Não me proponho repetir o que já se disse amplamente sobre um texto tão estudado como Respiración artificial *1. Situarei a minha leitura numa perspectiva que não difere totalmente da que assumi na década de 1980, embora a inclua na medida em que me identifico com determinadas atitudes ideológico-formais e metodológicas.
Tanto dentro como fora do país, Respiración artificial foi uma obra analisada em relação aos horrores do panóptico do estado terrorista argentino. Quanto à sua estrutura formal, e não obstante as declarações do próprio autor, um setor da crítica vinculou o romance à metaficção pós-moderna, dados os processos de citação e de auto-referencialidade que o texto adota e que caracterizam a chamada estética pós-moderna*2.
Poucas vezes irrompe no panorama intelectual um romance com um impacto comparável ao de Respiración artificial, pelo menos desde a época do Boom, quando a literatura decididamente interpelava o campo intelectual. Respiración artificial foi composto e publicado durante o Processo (1976-1983) assim denominado pelo próprio regime então vigente. Contudo, foi somente depois desse período que se tornou possível o aparecimento da crítica. O relato aborda, direta ou indiretamente, a problemática política desse momento histórico da Argentina e pode comparar-se sob certos aspectos a Cuerpo a cuerpo de David Viñas, embora este tenha sido publicado no México*3.
A minha leitura de Respiración artificial na década de 1980 fora, por um lado, auto-centrada, pois atendia aos procedimentos de produtividade e à intertextualidade como princípios normativos de composição e produção de significados; por outro lado, abordava a questão nacional, isto é, analisava os meios servidos no relato para dialogar e estabelecer uma relação polêmica não só com as diatribes culturais e ideológicas vanguardistas, mas também com o sistema literário argentino no seu conjunto e, particularmente, com os debates travados no século XIX acerca das origens da nação moderna*4. Tal leitura identificava a referida polêmica como uma linha de força, uma estrutura argumentativa e um tropo da "imaginação" nacional para usar a terminologia de Benedict Anderson*5. Dentro desta perspectiva, havia que se buscar a significação do romance, o contexto da sua enunciação e as condições da sua produção no intertexto privilegiado que constituiu a Revolução Cubana, a qual, considerada como pauta de interpretação ideológica, possibilitou as leituras "marxistas", "revisionistas" ou "revolucionárias" do peronismo realizadas no grupo Contorno durante os anos 1950 e 1960 até o esgotamento de tais interpretações nos fins de 1970 e 1980, quando se dá a queda do governo peronista e das democracias sociais do continente*6.
★ ★ ★
Requisitos
• a. Edite o trecho do texto sobre Respiración artificial que vai de "Poucas vezes irrompe" até "publicado no México*3.", inclusive, trocando "panorama intelectual" por "cenário intelectual".
• b. Segundo o texto sobre Respiración artificial, em que período o romance foi composto e publicado?
• c. Prossiga o texto sobre Respiración artificial a partir da última frase apresentada.

Dados fornecidos
★ ★ ★
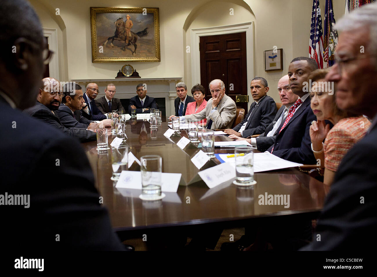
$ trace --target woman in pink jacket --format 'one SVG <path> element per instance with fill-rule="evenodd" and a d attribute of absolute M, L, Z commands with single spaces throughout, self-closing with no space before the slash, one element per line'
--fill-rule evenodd
<path fill-rule="evenodd" d="M 207 101 L 204 99 L 205 92 L 204 87 L 201 84 L 197 84 L 191 89 L 192 94 L 195 102 L 188 103 L 186 109 L 185 115 L 192 113 L 197 113 L 205 108 Z M 203 119 L 198 122 L 201 125 L 205 125 L 207 120 Z"/>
★ ★ ★
Respostas por tarefa
• a.
Poucas vezes irrompe no cenário intelectual um romance com um impacto comparável ao de Respiración artificial, pelo menos desde a época do Boom, quando a literatura decididamente interpelava o campo intelectual. Respiración artificial foi composto e publicado durante o Processo (1976-1983) assim denominado pelo próprio regime então vigente. Contudo, foi somente depois desse período que se tornou possível o aparecimento da crítica. O relato aborda, direta ou indiretamente, a problemática política desse momento histórico da Argentina e pode comparar-se sob certos aspectos a Cuerpo a cuerpo de David Viñas, embora este tenha sido publicado no México*3.

• b. Durante o Processo (1976-1983).

• c.
Nessa arena de posições e contraposições estético-ideológicas, a novidade da narrativa proposta por Ricardo Piglia consiste na singular interpretação que nela se oferece como síntese superadora desses velhos embates ideológicos e estéticos1. Para mais, tal síntese se realiza por vias estritamente literárias, através das figuras de Arlt e Borges em particular, os quais personificam para Piglia o paradoxo nacional moderno. A partir dessa perspectiva, Arlt é o escritor verdadeiramente moderno na literatura argentina do século XX, e Borges um escritor que fecha o século XIX. Assim, à interpretação antitética de Arlt versus Borges intentada em Contorno, outra se lhe segue, à base de mútua interdependência, de ironia e de necessidade dialéctica. Se a modernidade de Arlt consiste em ter escrito fora dos parâmetros da exegese europeísta, posto que lhe faltavam essa aspiração e o bilingüismo arrogante dos escritores decimonônicos, a de Borges está em valer-se destas mesmas pretensões como instrumentos de requintada ironia literária. Eis como Piglia anula a interpretação "parricida" da geração de Contorno, pela qual Borges é demonizado, e Arlt aparece como a sua contrapartida: cara e coroa da mesma moeda. Em ambos os escritores se condensa a polêmica vigente no campo intelectual perante o imperativo ideológico contido no compromisso sartreano do escritor com a sua época, que tanto caracterizou esse período.
Assim, Piglia propõe um juízo crítico das ditas interpretações, configurando um novo padrão estético e ideológico que, ao desmanchar os anteriores, invalida os fundamentos dessa modalidade cultural própria e terá ressonâncias particulares nas décadas posteriores à ditadura.
Sem perder de vista a ênfase estético-ideológica, hoje a minha atenção dirige-se outra vez à questão nacional, pois Respiración artificial não só proporciona re-leituras e re-escrituras mediante as quais o século XIX se inscreve no romance, mas também abre caminho igualmente a um sem-número de novas interpretações desse século durante os anos 1980 e, especialmente, os anos 1990.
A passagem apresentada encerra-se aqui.